### Task statement
Arrange the lines of the material below, from the line containing "Task: tag the patio" through the line containing "x=758, y=834", inclusive, as a JSON list of strings with one string per line, omitting blank lines.

====== Given data ======

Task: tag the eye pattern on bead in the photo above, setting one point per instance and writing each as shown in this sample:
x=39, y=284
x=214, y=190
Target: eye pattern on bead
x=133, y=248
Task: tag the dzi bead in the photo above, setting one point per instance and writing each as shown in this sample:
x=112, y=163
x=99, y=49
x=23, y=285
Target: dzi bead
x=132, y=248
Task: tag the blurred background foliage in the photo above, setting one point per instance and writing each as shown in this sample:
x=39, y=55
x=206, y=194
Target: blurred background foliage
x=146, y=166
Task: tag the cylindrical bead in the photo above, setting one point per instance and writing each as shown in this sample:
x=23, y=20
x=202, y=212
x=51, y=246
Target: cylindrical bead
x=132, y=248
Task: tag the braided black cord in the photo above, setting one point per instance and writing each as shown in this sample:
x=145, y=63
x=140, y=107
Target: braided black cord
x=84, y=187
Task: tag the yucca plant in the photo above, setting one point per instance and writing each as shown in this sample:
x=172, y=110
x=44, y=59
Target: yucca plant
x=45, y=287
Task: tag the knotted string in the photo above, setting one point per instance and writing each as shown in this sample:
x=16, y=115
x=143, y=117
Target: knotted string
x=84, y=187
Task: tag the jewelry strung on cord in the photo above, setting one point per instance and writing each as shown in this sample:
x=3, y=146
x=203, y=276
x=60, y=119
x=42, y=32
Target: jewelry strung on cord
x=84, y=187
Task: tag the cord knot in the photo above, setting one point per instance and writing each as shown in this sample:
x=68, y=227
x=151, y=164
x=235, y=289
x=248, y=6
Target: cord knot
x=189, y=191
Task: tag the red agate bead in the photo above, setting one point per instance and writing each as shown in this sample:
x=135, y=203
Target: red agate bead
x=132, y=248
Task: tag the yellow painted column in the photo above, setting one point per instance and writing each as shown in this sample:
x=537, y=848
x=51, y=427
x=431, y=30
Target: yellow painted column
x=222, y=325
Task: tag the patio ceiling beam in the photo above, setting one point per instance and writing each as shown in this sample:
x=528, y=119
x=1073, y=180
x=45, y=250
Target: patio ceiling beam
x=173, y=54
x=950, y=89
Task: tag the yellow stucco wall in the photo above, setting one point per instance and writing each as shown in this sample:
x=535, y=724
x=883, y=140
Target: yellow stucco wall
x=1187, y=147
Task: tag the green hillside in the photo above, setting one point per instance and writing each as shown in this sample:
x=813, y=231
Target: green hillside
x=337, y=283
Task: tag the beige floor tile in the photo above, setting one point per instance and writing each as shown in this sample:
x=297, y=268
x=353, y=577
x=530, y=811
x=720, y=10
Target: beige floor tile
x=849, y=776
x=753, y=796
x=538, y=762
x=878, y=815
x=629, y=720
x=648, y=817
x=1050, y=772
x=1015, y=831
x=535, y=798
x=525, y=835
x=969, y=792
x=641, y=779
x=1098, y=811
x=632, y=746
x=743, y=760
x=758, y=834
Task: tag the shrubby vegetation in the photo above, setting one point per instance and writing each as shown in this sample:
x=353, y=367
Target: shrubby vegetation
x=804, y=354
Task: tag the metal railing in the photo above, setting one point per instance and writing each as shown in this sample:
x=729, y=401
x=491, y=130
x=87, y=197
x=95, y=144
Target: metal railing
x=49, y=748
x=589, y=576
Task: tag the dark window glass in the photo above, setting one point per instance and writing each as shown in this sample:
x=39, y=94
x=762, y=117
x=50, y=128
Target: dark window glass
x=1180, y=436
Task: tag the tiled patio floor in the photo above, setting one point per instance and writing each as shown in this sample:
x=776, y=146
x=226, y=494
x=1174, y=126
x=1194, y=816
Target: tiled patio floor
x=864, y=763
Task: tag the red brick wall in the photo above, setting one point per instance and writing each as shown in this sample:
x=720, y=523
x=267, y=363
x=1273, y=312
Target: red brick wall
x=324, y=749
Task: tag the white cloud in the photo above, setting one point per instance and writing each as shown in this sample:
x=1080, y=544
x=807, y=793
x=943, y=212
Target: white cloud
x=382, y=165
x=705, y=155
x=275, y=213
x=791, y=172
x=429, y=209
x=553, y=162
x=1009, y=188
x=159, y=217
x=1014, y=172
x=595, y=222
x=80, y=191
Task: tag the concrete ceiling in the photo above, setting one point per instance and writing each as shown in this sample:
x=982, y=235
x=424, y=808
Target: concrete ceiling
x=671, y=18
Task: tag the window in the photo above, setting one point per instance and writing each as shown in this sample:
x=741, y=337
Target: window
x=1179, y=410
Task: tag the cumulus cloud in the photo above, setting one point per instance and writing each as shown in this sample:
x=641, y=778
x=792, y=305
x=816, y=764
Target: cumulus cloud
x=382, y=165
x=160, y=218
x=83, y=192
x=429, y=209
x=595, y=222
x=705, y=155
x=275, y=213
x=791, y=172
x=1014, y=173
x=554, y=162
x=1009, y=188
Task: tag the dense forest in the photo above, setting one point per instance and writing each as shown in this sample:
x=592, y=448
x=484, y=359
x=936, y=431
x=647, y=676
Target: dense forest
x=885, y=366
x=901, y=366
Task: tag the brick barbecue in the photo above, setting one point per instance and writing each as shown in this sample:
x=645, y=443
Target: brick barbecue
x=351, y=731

======

### Final answer
[
  "Task: tag the patio ceiling beam in the photo above, setting one point per instance and writing each as shown in this sample:",
  "x=528, y=119",
  "x=1073, y=180",
  "x=45, y=250",
  "Target: patio ceiling beam",
  "x=173, y=54",
  "x=950, y=89",
  "Task: tag the yellow stucco wall in the photo above, setting one point per instance and writing each as shown in this sample:",
  "x=535, y=724",
  "x=883, y=140",
  "Target: yellow stucco wall",
  "x=1187, y=147",
  "Task: tag the green hillside in the photo above, setting one point per instance and writing each as shown in this sample:",
  "x=813, y=231",
  "Target: green hillside",
  "x=337, y=283",
  "Task: tag the beige floor tile in the photo above, setting one point per instance and writing each as shown in this sample:",
  "x=297, y=268",
  "x=353, y=577",
  "x=530, y=811",
  "x=720, y=10",
  "Target: beige floor tile",
  "x=849, y=776",
  "x=753, y=796",
  "x=538, y=762",
  "x=878, y=815",
  "x=629, y=720",
  "x=648, y=817",
  "x=1050, y=772",
  "x=1015, y=831",
  "x=535, y=798",
  "x=525, y=835",
  "x=969, y=792",
  "x=641, y=779",
  "x=1098, y=811",
  "x=632, y=746",
  "x=743, y=760",
  "x=758, y=834"
]